### AUSGEWÄHLTER TEXTAUSZUG:
Frische Lebensmittel online bestellen: Sechs Lieferdienste im Praxistest

Nächste Runde im Kampf um den bequemen Kunden: Amazon bringt jetzt auch frische Lebensmittel – und die alteingesessenen Händler in Zugzwang. Sechs führende Anbieter im Tagesspiegel-Praxistest.

Von Maris Hubschmid

Nun also ist eingetreten, wovor alle gezittert haben: Seit wenigen Wochen liefert das Unternehmen Amazon bei Mausklick nicht nur Bücher, Staubsauger oder Babystrampler, sondern auch Milch, Eier, Obst und Gemüse an die Haustür. Der übermächtige US-Konzern wagt sich vor in den vermutlich sensibelsten Bereich des Online-Handels – frische Lebensmittel. Und das in einem Land, in dem der Preisdruck enorm ist und der Anspruch der Konsumenten hoch. Zwar beschränkt sich das Zustellgebiet vorerst nur auf den Raum Berlin und Potsdam. Aber schon jetzt scheint die Welt des Lebensmittelhandels aus den Fugen.

Die schien doch so klar geregelt: Edeka, Rewe, Aldi und die Schwarz-Gruppe mit Lidl und Kaufland teilen das Geschäft unter sich auf. Sie dominieren 85 Prozent des stationären Marktes. Jetzt wildert ein Branchenfremder in ihrem Revier, einer, der zwar keine Fleischwurstfachverkäufer ausbildet – aber über Milliarden Kundenadressen verfügt.

### ERFASSTE DATEN:
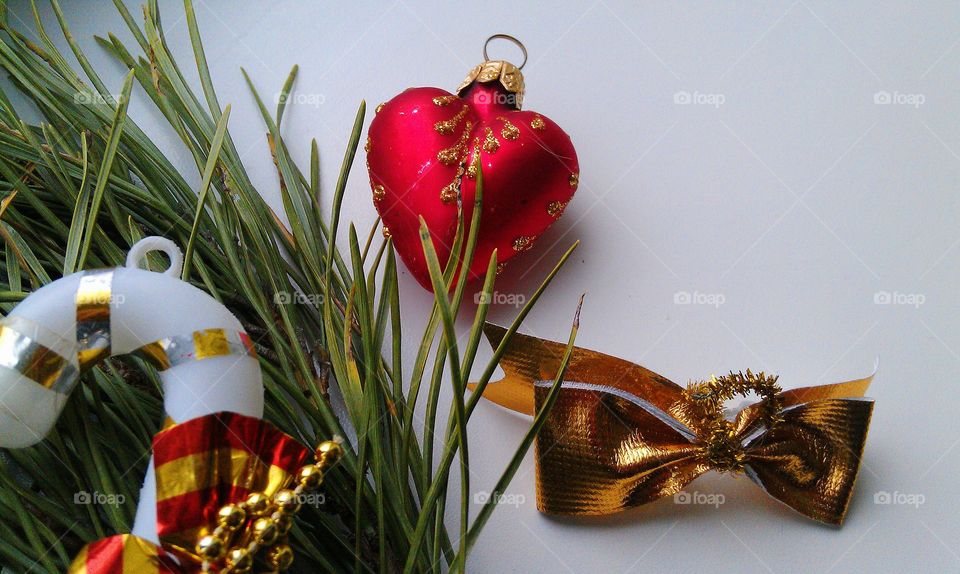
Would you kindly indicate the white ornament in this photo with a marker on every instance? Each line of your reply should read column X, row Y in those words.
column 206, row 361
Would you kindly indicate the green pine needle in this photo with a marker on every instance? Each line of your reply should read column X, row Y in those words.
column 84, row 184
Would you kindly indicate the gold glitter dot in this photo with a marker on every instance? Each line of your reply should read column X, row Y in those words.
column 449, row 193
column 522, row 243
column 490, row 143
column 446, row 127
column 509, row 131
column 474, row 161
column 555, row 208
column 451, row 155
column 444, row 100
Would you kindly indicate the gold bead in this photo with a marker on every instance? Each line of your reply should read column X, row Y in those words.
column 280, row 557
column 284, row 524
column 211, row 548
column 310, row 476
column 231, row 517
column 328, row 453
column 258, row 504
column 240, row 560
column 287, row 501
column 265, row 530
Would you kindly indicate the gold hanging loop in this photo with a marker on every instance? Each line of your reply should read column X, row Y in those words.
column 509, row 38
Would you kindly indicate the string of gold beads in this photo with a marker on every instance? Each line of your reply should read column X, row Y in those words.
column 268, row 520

* * *

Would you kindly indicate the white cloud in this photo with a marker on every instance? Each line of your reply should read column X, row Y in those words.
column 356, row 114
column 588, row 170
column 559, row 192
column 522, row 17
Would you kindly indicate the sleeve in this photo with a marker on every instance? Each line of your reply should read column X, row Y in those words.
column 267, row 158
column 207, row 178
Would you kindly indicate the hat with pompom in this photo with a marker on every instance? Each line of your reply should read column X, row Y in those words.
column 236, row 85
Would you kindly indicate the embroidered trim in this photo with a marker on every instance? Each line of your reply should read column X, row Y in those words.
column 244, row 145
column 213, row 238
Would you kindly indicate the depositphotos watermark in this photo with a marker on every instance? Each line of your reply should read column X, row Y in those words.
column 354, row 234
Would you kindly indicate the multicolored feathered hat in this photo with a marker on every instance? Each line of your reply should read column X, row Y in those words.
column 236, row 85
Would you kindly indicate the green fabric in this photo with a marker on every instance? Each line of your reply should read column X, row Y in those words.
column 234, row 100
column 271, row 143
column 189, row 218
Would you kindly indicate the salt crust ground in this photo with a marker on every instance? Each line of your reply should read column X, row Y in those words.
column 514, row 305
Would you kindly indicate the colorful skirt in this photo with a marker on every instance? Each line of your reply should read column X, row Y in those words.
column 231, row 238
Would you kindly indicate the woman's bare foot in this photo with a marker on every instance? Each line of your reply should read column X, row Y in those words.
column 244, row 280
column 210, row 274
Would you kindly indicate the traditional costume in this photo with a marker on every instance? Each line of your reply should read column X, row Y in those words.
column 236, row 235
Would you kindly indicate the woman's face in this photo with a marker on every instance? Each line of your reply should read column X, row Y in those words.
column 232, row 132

### ARBEITSANWEISUNGEN:
1. Welche frischen Lebensmittel liefert Amazon laut dem Text über Lebensmittel-Lieferdienste jetzt an die Haustür? Nenne alle.
2. Schreib aus dem Text über Lebensmittel-Lieferdienste die Stelle zwischen „Nächste Runde im“ und „aus den Fugen.“ einschließlich wortgetreu ab.
Die Zeilen sind eigenständiges Material und haben mit dem Text nichts zu tun.

### ERWARTETE ANTWORTEN:
1. Milch, Eier, Obst und Gemüse

2.
Nächste Runde im Kampf um den bequemen Kunden: Amazon bringt jetzt auch frische Lebensmittel – und die alteingesessenen Händler in Zugzwang. Sechs führende Anbieter im Tagesspiegel-Praxistest.

Von Maris Hubschmid

Nun also ist eingetreten, wovor alle gezittert haben: Seit wenigen Wochen liefert das Unternehmen Amazon bei Mausklick nicht nur Bücher, Staubsauger oder Babystrampler, sondern auch Milch, Eier, Obst und Gemüse an die Haustür. Der übermächtige US-Konzern wagt sich vor in den vermutlich sensibelsten Bereich des Online-Handels – frische Lebensmittel. Und das in einem Land, in dem der Preisdruck enorm ist und der Anspruch der Konsumenten hoch. Zwar beschränkt sich das Zustellgebiet vorerst nur auf den Raum Berlin und Potsdam. Aber schon jetzt scheint die Welt des Lebensmittelhandels aus den Fugen.